■ What is being asked ■
Copy the records below, swapping every "annotate" for "mark" and changing nothing else. Leave the pictures out of your copy.

start Available data

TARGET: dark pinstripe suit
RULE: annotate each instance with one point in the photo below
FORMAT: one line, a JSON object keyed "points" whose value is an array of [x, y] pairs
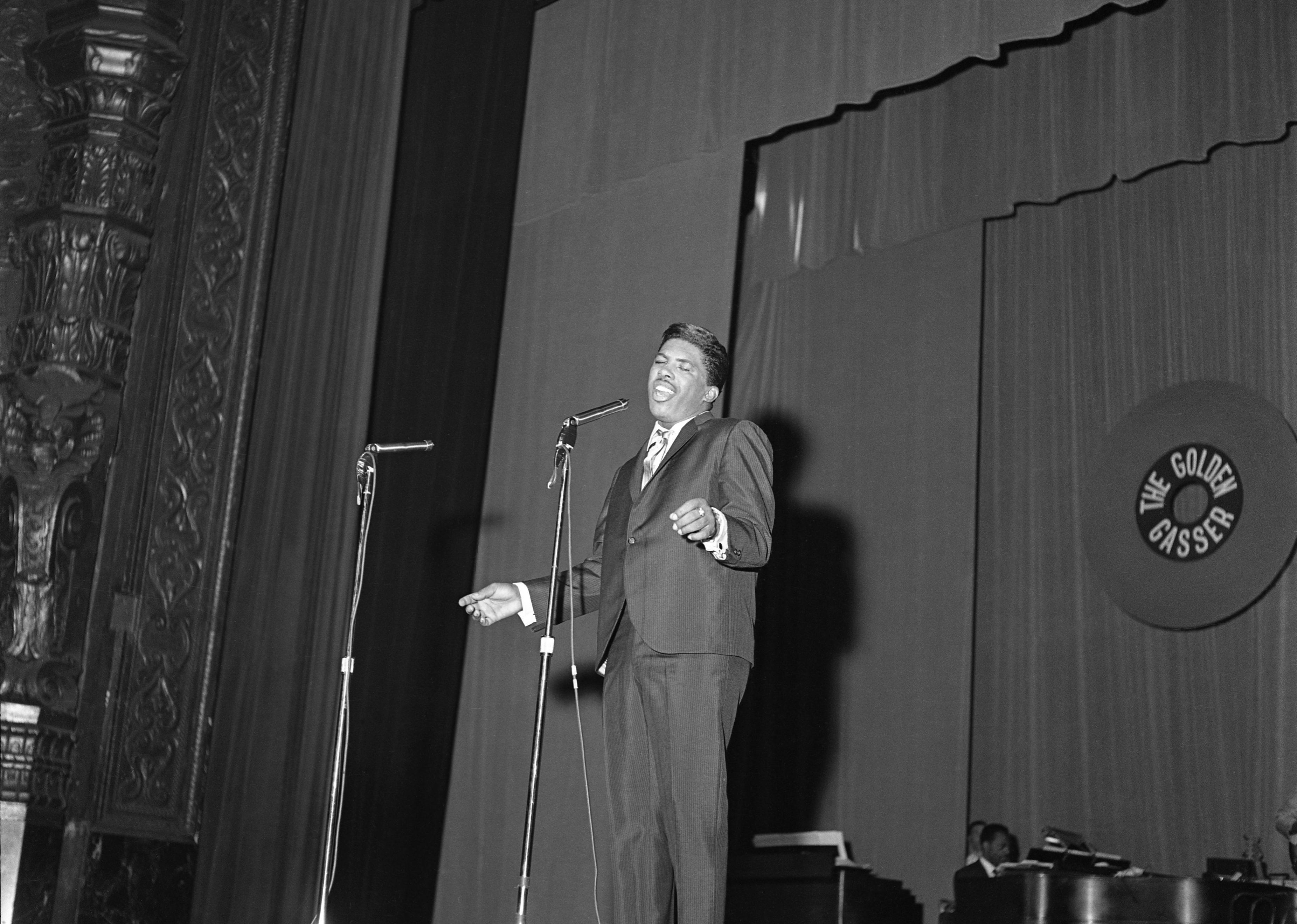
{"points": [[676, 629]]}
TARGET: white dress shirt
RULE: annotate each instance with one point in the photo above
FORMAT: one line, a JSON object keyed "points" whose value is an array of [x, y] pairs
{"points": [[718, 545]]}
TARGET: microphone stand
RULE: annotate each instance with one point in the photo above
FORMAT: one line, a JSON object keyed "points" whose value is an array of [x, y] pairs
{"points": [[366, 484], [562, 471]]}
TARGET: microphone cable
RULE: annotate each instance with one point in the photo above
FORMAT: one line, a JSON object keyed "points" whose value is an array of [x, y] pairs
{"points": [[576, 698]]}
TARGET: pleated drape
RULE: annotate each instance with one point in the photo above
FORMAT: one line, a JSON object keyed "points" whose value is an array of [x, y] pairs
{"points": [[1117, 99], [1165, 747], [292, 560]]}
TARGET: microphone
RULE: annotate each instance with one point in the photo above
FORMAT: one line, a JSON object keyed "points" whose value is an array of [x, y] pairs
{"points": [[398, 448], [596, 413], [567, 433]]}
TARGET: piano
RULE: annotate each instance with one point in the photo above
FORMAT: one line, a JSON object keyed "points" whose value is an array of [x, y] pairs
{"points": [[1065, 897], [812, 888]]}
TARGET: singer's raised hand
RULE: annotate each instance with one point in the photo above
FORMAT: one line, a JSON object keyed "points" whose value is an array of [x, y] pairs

end Available data

■ Exercise response ■
TARGET: dark pinstripe suit
RULE: mark each instance with one point in the photo below
FORMAT: one line, a JSON object keyed "points" whose value is an array of [x, y] pairs
{"points": [[676, 629]]}
TARGET: white dress shirt
RULE: mark each instance with one point in the photo above
FORMAT: one line, a JSON object keyed "points" whose value is an array of [x, y] pairs
{"points": [[718, 545]]}
TARGET: microphone stand
RULE: mark each instance with one point in the photo above
FORMAT: one line, a JSON object keyed "points" whose value is an array of [x, y] pairs
{"points": [[366, 484], [562, 471]]}
TARGET: microphone cable
RULE: mark each instance with one point in the photo above
FORMAT: one line, a JSON object keyed "points" whose value is an array of [x, y] pairs
{"points": [[576, 698]]}
TARGET: pleated drape
RULE: mark each instance with one point in the photo above
FORMAT: one line, a JSON object keyed "points" whose value is an array of [x, y] pairs
{"points": [[1117, 99], [1165, 747], [292, 560]]}
TARGET: microphone
RULE: mark each instance with one point in the photo above
FORMAT: one line, a JSON object keyed "points" whose value is an array of [x, y] pairs
{"points": [[398, 448], [596, 413], [567, 433]]}
TARGET: piano
RULE: mark each instance with one point in the photo above
FORMAT: one line, a JSON object keyed "points" whose value is an array of [x, y] pairs
{"points": [[1065, 897], [812, 888]]}
TARGET: singer's raised hand
RULE: mark each instance with one point in the photo above
FORMAT: one line, a JSON object keyed "points" whose value is an array of [x, y] pairs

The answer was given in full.